→ EXERCISE DETAILS
Where a line in the listing below contains the word "image", copy that line.
• • • • •
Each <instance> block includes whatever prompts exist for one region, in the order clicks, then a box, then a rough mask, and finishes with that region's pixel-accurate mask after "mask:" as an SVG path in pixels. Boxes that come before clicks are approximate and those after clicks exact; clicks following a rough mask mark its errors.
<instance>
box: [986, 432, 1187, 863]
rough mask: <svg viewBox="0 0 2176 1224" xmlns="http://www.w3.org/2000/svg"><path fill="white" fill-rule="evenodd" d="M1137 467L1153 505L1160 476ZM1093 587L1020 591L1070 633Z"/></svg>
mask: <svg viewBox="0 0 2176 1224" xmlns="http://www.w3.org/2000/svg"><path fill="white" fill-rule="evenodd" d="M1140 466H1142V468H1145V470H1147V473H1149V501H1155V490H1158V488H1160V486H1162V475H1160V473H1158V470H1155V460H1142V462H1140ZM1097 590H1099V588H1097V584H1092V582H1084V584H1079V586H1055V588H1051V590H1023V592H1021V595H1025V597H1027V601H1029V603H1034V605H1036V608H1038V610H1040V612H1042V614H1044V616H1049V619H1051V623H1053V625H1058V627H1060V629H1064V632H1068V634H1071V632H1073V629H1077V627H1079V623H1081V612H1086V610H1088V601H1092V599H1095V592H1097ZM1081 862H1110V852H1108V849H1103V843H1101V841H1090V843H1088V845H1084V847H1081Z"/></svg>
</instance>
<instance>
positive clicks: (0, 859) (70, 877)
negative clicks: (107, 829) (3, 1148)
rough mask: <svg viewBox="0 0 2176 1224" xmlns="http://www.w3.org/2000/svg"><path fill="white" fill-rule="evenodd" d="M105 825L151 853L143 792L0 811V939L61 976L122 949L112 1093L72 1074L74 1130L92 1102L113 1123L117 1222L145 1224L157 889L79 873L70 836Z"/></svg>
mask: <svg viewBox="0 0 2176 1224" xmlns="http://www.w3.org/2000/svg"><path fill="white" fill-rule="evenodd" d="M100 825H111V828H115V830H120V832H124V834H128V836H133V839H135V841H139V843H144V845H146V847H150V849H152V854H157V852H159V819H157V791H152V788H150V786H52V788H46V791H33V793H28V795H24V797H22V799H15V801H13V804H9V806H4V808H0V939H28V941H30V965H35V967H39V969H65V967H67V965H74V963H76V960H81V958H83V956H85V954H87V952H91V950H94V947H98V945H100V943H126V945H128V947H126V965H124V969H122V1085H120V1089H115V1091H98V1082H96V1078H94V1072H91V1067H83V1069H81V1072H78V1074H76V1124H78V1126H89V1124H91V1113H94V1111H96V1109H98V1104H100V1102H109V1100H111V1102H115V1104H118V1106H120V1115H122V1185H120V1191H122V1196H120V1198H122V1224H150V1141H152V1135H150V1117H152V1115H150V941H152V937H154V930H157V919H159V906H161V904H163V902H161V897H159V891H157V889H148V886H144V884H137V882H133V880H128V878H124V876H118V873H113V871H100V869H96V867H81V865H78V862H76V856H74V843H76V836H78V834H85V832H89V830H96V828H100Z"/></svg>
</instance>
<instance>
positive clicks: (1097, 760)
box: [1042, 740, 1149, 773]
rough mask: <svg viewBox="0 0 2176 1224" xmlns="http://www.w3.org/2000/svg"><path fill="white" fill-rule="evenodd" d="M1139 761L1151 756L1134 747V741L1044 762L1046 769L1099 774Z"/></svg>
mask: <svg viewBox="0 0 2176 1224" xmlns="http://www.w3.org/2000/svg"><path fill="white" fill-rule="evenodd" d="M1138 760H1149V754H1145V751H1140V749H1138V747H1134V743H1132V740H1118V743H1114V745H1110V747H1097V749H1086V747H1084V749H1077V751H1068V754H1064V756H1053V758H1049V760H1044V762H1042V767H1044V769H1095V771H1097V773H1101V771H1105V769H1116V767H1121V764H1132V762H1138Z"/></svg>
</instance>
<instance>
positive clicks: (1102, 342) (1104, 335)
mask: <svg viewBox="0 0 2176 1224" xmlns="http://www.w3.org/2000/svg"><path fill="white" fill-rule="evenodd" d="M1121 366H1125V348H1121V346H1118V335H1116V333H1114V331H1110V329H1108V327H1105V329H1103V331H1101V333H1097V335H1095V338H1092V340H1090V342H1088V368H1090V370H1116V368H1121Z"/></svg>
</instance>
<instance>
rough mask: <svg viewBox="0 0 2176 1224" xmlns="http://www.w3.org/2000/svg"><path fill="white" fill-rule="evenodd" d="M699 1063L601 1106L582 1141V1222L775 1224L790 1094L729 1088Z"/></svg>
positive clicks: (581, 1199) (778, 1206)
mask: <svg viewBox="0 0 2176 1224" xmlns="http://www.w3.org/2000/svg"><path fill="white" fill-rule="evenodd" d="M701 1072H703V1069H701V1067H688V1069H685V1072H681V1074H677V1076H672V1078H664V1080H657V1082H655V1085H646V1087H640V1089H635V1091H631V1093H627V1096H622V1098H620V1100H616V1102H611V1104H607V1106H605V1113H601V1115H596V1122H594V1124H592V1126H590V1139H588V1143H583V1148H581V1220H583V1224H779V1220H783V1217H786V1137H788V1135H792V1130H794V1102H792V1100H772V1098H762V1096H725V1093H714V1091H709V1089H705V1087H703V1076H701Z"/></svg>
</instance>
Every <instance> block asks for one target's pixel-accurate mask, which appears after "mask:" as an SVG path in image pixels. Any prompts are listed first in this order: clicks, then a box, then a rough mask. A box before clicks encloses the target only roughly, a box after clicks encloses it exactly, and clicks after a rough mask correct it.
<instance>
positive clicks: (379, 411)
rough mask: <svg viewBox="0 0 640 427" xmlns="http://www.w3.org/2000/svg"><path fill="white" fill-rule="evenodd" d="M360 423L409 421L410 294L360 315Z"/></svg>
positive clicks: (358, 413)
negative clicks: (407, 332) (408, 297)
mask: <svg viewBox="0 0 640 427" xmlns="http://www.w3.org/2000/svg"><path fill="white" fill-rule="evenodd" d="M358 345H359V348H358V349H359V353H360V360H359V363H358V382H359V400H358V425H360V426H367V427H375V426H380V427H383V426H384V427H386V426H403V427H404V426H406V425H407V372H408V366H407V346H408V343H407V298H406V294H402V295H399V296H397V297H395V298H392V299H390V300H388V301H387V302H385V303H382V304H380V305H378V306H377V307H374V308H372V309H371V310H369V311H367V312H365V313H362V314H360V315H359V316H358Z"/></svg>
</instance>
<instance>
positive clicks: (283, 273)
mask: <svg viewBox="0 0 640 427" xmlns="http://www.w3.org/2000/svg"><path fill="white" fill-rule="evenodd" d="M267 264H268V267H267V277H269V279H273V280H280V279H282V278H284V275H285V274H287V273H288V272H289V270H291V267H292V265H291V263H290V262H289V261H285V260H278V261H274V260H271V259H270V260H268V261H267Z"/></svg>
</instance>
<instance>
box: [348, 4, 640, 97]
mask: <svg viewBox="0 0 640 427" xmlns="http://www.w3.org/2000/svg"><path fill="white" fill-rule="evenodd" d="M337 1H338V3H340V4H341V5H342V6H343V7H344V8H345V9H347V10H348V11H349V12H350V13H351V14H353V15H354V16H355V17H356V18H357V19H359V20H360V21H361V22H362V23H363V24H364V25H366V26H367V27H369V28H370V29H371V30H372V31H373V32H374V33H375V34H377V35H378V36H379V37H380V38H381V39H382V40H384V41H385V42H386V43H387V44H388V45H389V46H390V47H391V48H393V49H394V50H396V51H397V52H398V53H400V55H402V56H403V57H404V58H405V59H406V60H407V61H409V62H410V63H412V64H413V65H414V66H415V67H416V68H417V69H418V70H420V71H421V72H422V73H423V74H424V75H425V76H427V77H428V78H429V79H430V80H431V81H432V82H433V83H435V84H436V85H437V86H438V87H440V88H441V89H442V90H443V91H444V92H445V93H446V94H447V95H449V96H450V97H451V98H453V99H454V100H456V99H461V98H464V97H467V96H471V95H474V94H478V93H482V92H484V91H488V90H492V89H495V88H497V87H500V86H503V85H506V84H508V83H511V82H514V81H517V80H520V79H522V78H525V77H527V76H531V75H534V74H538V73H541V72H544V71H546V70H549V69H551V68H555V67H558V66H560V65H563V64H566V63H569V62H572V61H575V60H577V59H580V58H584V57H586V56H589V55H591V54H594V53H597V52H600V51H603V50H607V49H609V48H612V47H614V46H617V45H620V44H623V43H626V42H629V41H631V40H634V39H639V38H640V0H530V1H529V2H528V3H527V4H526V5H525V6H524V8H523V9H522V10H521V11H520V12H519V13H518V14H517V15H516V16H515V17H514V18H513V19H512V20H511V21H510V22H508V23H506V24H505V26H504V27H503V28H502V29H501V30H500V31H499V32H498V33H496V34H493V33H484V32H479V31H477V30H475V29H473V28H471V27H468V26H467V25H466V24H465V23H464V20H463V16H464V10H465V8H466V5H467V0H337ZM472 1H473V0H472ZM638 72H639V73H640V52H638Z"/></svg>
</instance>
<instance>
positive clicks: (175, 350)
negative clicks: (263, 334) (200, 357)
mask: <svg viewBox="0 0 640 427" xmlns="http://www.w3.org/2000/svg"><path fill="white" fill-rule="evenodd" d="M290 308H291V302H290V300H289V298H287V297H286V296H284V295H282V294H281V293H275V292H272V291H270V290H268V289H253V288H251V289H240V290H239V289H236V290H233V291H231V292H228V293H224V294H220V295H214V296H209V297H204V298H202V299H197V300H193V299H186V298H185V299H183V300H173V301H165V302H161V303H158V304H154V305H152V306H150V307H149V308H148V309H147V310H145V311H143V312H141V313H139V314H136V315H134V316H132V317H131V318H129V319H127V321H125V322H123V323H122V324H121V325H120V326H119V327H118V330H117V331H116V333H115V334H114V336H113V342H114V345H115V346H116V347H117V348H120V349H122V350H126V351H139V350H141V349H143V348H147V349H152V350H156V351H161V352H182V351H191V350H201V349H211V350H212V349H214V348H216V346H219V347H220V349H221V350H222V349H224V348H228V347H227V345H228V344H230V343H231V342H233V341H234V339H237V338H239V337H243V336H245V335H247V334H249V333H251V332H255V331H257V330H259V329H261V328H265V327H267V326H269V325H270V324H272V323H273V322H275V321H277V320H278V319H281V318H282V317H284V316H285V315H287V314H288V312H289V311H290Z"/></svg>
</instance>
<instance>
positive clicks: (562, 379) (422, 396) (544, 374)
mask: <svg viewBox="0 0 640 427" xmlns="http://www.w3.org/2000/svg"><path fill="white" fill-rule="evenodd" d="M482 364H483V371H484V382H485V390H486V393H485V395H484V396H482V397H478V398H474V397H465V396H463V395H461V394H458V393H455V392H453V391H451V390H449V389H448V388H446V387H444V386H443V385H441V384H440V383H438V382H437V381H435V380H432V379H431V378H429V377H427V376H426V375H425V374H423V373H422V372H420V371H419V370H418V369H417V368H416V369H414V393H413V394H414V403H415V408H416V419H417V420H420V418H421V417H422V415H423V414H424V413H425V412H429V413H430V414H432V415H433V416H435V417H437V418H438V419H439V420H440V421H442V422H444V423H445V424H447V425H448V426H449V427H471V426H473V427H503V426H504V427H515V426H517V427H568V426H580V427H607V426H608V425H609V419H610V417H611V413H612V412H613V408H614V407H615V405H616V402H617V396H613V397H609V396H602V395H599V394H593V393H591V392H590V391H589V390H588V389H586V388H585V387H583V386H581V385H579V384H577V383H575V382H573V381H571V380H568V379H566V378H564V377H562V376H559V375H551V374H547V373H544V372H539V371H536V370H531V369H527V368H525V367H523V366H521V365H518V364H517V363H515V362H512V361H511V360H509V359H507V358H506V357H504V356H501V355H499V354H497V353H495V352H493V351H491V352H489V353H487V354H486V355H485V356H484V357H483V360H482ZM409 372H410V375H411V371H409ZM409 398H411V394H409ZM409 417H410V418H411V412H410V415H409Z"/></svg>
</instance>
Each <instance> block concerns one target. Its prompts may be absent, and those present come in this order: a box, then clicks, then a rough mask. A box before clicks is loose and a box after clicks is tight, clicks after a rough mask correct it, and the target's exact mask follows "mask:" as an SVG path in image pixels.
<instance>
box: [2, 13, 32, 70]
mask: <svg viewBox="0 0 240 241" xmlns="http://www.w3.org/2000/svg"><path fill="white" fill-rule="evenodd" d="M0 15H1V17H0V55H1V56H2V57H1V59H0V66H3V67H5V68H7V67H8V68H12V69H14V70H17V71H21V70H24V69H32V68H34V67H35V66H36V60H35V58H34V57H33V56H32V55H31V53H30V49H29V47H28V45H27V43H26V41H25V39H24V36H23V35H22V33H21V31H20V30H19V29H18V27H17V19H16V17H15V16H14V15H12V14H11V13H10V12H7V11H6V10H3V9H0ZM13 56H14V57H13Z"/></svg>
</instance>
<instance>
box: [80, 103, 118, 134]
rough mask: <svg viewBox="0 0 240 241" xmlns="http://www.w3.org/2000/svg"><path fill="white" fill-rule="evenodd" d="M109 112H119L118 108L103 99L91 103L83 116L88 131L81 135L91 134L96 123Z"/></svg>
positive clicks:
• • • • •
→ RESPONSE FOR THIS EXERCISE
Every <instance> block asks for one target's pixel-accurate mask, which appears after "mask:" as an SVG path in image pixels. Any prompts are listed first in this order: clicks, then a box, then a rough mask. A box before clicks encloses the target only roughly, a box after clicks encloses it exactly, and clicks after a rough mask correct it.
Each <instance> block concerns one target. Its prompts may be absent, and those present come in this order: a box, then clicks, then a rough mask. A box before clicks is loose and a box after clicks is tight, clicks after a rough mask correct it, and the target's exact mask follows "mask:" as an SVG path in image pixels.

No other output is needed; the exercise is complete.